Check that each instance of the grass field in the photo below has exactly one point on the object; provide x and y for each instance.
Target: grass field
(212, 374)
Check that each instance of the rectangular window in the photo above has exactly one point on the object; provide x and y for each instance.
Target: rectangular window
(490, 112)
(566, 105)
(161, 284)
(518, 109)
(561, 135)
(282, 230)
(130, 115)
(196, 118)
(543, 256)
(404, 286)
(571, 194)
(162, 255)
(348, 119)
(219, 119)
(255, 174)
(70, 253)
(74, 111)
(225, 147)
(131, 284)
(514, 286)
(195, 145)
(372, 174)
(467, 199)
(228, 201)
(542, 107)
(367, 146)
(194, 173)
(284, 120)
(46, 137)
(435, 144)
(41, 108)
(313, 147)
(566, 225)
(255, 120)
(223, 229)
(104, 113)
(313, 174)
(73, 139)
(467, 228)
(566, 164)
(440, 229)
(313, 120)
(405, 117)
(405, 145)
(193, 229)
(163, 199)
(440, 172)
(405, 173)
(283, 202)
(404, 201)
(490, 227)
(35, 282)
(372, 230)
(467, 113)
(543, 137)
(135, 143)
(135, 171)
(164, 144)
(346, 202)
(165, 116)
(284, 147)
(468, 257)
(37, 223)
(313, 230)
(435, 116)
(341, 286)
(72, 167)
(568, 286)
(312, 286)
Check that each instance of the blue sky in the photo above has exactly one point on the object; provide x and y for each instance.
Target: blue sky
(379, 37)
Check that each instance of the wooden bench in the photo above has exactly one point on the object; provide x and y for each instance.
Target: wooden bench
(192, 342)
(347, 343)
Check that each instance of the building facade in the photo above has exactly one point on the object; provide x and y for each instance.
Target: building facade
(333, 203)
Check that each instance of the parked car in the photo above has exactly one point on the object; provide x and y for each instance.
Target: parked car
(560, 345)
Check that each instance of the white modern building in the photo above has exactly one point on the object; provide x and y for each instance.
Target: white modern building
----
▶ [Task to complete]
Rewrite the entries above, replacing every "Target" with "Object" and leaving everything else unchanged.

▶ [Written solution]
Check that each instance of the grass field in the photo below has exactly one point on the object; provide x and y for each instance.
Object: grass field
(212, 374)
Check that each instance of the rectangular window in the photo above has exactly one point on the object; provide x and y for each instance.
Object: rectangular window
(490, 112)
(566, 105)
(161, 284)
(518, 109)
(561, 135)
(282, 230)
(130, 115)
(196, 118)
(543, 256)
(404, 286)
(571, 194)
(162, 255)
(348, 119)
(219, 119)
(255, 174)
(70, 253)
(74, 111)
(225, 147)
(131, 284)
(514, 286)
(195, 145)
(372, 174)
(467, 199)
(228, 201)
(542, 107)
(367, 146)
(194, 173)
(284, 120)
(46, 137)
(435, 144)
(41, 108)
(313, 147)
(566, 225)
(255, 120)
(223, 229)
(104, 113)
(313, 174)
(73, 139)
(467, 228)
(566, 164)
(440, 229)
(313, 120)
(405, 117)
(405, 145)
(193, 229)
(163, 199)
(440, 172)
(405, 173)
(283, 202)
(404, 201)
(490, 227)
(35, 282)
(372, 230)
(467, 113)
(543, 137)
(135, 143)
(135, 171)
(164, 144)
(346, 202)
(165, 116)
(284, 147)
(468, 257)
(37, 223)
(313, 230)
(435, 116)
(341, 286)
(72, 167)
(568, 286)
(312, 286)
Check that each instance of the blue sky in the photo above has exactly one point on the object; provide x and y for each instance.
Object: blue sky
(379, 37)
Check that each instance of the wooden bench in the photo above has exactly one point on the object; provide x and y for each instance.
Object: wooden bench
(192, 342)
(347, 343)
Check that each instance of the building facade in the photo above has exactly one point on the object; provide x and y for each instance.
Object: building facade
(333, 203)
Check that each instance of the parked car in the photo above has exactly one point on the object; provide x and y for each instance.
Object: parked car
(560, 345)
Check that each instance of the white modern building in the photo above has exactly one point on the object; provide x and y for each instance.
Object: white modern building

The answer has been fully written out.